Requirements –
Reproduce the entries from the start through the line containing "[144,0,149,255]", inclusive, swapping "planogram compliance" for "layout accuracy" and leaving everything else unchanged.

Exercise inputs –
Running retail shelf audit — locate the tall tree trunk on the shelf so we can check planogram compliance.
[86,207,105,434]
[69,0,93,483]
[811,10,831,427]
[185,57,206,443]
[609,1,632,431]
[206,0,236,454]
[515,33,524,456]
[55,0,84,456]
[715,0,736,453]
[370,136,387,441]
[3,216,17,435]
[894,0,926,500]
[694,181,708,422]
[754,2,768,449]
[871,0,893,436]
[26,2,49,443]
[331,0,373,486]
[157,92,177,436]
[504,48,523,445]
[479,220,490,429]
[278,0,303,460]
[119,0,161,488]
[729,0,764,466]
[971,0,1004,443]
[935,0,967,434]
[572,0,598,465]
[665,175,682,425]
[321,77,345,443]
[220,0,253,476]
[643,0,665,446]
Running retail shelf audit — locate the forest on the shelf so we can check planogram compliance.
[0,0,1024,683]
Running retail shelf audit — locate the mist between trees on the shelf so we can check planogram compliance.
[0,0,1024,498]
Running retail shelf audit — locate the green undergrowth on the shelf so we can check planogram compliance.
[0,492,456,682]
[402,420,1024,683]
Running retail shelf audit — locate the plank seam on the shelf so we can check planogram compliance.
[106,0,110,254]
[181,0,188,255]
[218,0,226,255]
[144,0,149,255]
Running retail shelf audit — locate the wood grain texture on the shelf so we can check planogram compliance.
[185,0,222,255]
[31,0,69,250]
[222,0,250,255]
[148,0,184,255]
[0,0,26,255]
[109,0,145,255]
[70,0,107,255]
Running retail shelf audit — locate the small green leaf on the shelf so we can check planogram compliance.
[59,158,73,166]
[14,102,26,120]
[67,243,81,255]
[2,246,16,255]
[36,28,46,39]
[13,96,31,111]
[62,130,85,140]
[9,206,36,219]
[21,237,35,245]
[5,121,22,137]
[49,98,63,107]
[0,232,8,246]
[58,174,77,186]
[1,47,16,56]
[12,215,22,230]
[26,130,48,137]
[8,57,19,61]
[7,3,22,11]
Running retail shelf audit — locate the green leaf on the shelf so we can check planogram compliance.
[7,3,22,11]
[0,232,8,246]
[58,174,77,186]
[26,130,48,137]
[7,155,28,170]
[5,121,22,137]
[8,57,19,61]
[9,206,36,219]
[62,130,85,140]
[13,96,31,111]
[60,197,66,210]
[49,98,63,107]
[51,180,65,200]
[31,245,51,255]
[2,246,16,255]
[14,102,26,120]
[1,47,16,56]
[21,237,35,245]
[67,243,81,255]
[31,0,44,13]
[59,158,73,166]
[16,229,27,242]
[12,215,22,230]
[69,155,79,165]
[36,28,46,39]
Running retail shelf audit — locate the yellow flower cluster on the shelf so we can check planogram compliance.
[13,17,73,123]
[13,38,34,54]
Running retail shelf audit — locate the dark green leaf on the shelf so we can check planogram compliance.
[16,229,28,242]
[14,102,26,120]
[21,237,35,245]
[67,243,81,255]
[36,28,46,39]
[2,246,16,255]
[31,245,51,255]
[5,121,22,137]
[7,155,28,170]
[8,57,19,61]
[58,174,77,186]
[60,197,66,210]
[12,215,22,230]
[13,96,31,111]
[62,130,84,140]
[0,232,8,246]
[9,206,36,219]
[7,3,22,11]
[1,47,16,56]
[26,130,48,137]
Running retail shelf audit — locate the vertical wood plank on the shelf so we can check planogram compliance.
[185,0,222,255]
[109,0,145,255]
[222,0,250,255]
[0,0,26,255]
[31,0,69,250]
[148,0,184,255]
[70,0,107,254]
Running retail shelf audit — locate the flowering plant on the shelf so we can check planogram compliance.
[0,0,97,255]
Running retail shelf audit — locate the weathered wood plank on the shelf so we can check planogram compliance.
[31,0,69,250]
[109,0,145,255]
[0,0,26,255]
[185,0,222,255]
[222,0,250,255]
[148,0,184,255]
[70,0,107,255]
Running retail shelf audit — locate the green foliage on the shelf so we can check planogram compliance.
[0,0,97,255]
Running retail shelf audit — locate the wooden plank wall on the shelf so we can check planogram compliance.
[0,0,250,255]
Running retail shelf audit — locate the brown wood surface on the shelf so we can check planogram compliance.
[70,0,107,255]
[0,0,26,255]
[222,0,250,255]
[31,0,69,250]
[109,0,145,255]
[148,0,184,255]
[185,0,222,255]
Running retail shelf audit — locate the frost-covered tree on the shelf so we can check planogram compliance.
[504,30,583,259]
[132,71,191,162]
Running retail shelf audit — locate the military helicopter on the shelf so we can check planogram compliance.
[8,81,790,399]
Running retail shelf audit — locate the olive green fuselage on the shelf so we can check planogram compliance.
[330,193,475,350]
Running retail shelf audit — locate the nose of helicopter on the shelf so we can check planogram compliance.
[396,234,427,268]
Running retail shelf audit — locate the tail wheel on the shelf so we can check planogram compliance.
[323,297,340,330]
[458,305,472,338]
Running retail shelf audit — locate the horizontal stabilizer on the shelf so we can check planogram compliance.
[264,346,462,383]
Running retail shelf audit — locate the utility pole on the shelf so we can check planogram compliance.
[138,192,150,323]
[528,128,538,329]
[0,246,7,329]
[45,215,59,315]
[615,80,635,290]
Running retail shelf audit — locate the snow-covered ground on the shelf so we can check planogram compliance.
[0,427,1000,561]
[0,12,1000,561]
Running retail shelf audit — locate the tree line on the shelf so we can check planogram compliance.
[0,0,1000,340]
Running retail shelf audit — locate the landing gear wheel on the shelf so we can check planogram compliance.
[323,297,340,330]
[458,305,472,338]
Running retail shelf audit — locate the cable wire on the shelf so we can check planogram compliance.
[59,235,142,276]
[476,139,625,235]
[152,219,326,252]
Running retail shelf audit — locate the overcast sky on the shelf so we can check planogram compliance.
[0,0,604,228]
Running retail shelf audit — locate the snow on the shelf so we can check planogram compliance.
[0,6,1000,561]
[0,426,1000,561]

Full answer –
Running retail shelf audit — locate the tall tree trunk on the shelf so we can check layout accuracy.
[86,207,105,434]
[69,0,93,483]
[811,10,831,427]
[185,57,206,443]
[609,1,632,431]
[206,0,236,454]
[515,33,524,456]
[55,0,84,456]
[715,0,736,453]
[370,136,387,441]
[3,216,17,435]
[894,0,926,500]
[694,181,708,422]
[754,2,768,449]
[871,0,893,436]
[26,2,49,443]
[331,0,373,486]
[157,92,177,436]
[504,48,523,445]
[479,220,490,429]
[278,0,303,460]
[119,0,161,488]
[729,0,764,466]
[971,0,1004,443]
[935,0,967,434]
[572,0,598,465]
[665,175,682,425]
[321,77,345,443]
[220,0,253,476]
[643,0,665,446]
Running retail shelf audit — locate the forest on the shelf so we can check layout accuracy.
[0,0,1024,683]
Running retail shelf audit — locate the mist between trees on the shelf so we can check layout accuracy.
[0,0,1024,498]
Running retail shelf audit — locate the green undergrowth on the shelf so we can check layout accuracy.
[0,492,456,682]
[402,420,1024,683]
Running retail shelf audit — locate the plank seam on the shelf so we can check layout accuracy.
[106,0,110,254]
[181,0,188,255]
[218,0,226,255]
[144,0,149,255]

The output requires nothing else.